[TASK OBJECTIVE] Please select each line of the records below that contains the word "sliding" and copy those lines.

[THE DATA]
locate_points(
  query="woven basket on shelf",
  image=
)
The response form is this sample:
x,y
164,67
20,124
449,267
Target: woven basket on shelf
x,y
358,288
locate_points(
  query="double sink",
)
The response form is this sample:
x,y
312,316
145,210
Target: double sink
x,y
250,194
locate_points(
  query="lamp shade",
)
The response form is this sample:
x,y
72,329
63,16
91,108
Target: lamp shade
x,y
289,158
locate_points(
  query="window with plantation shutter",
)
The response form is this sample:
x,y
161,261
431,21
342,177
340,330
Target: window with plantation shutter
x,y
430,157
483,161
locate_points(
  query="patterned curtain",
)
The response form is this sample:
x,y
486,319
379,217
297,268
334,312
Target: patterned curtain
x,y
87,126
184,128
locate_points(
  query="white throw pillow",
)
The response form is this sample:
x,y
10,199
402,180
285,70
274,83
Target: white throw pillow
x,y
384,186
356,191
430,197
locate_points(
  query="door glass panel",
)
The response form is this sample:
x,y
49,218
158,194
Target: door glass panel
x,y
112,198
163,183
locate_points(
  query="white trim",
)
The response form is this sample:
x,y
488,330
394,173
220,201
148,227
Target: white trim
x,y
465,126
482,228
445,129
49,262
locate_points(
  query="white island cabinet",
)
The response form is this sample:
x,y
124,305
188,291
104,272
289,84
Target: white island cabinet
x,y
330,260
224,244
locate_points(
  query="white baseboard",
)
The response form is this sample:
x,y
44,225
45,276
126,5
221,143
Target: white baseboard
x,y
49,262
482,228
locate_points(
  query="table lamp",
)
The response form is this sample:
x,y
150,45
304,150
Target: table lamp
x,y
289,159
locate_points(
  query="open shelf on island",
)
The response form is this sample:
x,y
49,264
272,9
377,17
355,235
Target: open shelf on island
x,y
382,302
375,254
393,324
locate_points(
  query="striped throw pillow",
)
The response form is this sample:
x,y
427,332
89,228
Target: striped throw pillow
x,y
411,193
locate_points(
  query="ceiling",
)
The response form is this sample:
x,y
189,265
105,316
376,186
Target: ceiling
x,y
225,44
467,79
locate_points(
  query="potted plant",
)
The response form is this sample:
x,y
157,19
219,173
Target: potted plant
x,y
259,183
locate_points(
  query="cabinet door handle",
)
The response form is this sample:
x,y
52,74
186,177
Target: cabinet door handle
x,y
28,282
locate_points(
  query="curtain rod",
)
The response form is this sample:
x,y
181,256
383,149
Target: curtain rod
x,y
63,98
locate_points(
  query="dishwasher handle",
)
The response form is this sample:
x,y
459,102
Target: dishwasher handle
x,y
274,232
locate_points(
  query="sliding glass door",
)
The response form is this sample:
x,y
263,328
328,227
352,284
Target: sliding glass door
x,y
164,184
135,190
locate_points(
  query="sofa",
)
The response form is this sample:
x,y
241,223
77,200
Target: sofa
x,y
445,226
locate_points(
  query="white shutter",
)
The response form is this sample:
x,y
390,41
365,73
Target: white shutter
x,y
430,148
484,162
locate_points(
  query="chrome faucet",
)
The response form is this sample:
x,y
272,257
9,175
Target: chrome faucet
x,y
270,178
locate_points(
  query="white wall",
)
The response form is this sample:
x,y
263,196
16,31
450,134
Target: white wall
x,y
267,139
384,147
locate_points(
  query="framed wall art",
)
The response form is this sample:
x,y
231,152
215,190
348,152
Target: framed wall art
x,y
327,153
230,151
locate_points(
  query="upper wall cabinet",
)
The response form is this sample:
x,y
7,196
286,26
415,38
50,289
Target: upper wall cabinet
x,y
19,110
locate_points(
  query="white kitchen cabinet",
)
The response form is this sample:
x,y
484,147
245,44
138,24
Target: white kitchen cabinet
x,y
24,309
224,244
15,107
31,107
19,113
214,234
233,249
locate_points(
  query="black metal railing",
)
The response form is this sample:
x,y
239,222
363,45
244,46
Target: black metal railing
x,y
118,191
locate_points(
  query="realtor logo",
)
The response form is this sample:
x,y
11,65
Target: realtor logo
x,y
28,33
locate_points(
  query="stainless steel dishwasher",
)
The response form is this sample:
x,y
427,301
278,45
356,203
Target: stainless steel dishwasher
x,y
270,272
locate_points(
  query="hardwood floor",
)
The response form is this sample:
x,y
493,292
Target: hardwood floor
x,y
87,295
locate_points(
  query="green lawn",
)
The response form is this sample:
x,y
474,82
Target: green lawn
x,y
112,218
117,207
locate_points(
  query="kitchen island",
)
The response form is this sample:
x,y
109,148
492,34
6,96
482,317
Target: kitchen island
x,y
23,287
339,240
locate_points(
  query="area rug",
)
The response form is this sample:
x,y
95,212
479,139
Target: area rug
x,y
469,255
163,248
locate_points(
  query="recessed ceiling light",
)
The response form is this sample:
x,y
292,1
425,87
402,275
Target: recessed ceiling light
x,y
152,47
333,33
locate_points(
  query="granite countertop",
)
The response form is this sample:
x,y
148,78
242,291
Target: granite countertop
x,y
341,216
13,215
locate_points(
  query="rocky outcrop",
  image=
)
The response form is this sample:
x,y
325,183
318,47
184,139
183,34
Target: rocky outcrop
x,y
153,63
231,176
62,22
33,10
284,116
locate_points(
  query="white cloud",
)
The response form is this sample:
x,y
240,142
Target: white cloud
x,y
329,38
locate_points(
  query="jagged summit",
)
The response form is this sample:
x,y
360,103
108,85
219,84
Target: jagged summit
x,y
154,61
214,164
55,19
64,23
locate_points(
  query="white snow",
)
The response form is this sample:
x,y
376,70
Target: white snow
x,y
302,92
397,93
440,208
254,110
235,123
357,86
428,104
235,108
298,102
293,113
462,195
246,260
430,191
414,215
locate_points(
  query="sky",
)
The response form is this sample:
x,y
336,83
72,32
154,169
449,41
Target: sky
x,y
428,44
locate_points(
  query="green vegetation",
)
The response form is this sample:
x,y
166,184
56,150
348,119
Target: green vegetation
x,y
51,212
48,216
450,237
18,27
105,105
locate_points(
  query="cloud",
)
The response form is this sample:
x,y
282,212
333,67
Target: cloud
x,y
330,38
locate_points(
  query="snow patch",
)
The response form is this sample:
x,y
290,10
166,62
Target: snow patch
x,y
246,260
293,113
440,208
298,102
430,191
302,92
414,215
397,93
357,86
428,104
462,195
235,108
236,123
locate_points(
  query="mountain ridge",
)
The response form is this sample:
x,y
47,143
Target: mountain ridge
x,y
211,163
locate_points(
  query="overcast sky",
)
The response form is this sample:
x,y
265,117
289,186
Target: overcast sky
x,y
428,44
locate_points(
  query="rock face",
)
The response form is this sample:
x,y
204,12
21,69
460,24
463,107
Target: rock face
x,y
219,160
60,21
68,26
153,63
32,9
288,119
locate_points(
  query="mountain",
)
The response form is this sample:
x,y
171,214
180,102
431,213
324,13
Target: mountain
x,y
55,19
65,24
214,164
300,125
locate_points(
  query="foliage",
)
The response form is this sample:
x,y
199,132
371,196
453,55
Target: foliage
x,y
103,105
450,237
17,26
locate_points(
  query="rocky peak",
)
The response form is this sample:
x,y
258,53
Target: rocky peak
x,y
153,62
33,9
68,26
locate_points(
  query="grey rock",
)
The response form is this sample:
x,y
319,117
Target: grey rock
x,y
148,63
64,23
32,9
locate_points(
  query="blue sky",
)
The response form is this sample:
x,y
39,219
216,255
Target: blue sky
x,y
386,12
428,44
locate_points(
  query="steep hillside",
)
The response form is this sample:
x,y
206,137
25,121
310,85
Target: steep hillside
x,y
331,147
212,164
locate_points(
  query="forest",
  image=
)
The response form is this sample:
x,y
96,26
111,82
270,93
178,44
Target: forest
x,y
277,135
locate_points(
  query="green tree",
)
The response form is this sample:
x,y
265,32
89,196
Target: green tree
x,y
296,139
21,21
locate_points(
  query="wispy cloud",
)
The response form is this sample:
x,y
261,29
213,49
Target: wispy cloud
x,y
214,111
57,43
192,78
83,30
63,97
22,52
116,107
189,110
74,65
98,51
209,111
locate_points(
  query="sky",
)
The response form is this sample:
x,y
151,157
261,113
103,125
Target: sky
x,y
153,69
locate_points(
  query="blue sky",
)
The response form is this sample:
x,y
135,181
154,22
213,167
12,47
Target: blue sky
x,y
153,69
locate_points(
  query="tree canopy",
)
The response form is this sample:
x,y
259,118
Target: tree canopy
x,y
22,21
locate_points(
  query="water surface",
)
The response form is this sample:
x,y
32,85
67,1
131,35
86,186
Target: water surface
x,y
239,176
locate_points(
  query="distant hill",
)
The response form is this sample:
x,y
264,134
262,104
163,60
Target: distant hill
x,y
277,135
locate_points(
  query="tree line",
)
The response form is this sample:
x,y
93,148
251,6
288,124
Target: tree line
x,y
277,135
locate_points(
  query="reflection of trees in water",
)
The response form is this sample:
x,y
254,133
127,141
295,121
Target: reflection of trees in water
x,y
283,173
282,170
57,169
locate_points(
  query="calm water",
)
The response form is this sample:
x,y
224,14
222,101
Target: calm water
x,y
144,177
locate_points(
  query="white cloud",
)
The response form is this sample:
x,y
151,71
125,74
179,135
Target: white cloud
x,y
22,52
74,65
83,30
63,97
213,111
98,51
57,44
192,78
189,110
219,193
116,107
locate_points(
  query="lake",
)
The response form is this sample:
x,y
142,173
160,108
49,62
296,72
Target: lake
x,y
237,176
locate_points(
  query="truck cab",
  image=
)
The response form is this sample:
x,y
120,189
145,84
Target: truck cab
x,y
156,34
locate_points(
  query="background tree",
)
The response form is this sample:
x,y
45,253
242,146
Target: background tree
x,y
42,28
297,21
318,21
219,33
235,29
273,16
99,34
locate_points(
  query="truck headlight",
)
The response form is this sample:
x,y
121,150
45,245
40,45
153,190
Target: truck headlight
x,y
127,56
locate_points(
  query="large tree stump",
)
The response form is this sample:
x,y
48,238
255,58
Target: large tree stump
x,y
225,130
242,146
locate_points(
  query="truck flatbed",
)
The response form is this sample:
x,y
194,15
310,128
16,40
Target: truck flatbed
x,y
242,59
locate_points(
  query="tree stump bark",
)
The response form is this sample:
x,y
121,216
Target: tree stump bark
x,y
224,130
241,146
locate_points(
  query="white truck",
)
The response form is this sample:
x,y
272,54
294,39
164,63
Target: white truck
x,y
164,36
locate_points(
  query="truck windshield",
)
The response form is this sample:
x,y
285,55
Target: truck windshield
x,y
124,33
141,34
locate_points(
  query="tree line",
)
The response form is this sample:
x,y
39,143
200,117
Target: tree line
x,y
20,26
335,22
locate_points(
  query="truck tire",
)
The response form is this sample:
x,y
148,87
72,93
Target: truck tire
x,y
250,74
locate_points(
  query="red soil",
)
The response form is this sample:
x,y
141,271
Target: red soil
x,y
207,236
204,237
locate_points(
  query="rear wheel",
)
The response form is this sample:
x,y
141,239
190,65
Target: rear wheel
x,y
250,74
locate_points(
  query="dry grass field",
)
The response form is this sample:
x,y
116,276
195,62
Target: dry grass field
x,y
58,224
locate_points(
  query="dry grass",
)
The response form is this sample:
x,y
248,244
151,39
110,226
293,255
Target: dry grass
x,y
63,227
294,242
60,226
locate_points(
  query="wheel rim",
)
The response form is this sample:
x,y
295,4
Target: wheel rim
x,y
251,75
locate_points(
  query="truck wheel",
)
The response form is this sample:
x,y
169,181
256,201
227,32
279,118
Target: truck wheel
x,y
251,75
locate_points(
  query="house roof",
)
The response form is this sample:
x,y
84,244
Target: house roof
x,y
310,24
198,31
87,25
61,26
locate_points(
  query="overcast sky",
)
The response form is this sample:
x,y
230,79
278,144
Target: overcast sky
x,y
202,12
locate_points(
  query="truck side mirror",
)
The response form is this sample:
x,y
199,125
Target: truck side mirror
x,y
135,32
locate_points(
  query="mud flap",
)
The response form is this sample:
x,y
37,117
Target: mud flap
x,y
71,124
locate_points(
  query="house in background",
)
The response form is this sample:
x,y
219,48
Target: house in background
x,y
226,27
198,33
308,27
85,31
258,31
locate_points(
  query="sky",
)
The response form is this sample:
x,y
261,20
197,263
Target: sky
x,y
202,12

[TASK OUTPUT]
  query="sliding glass door",
Target: sliding glass door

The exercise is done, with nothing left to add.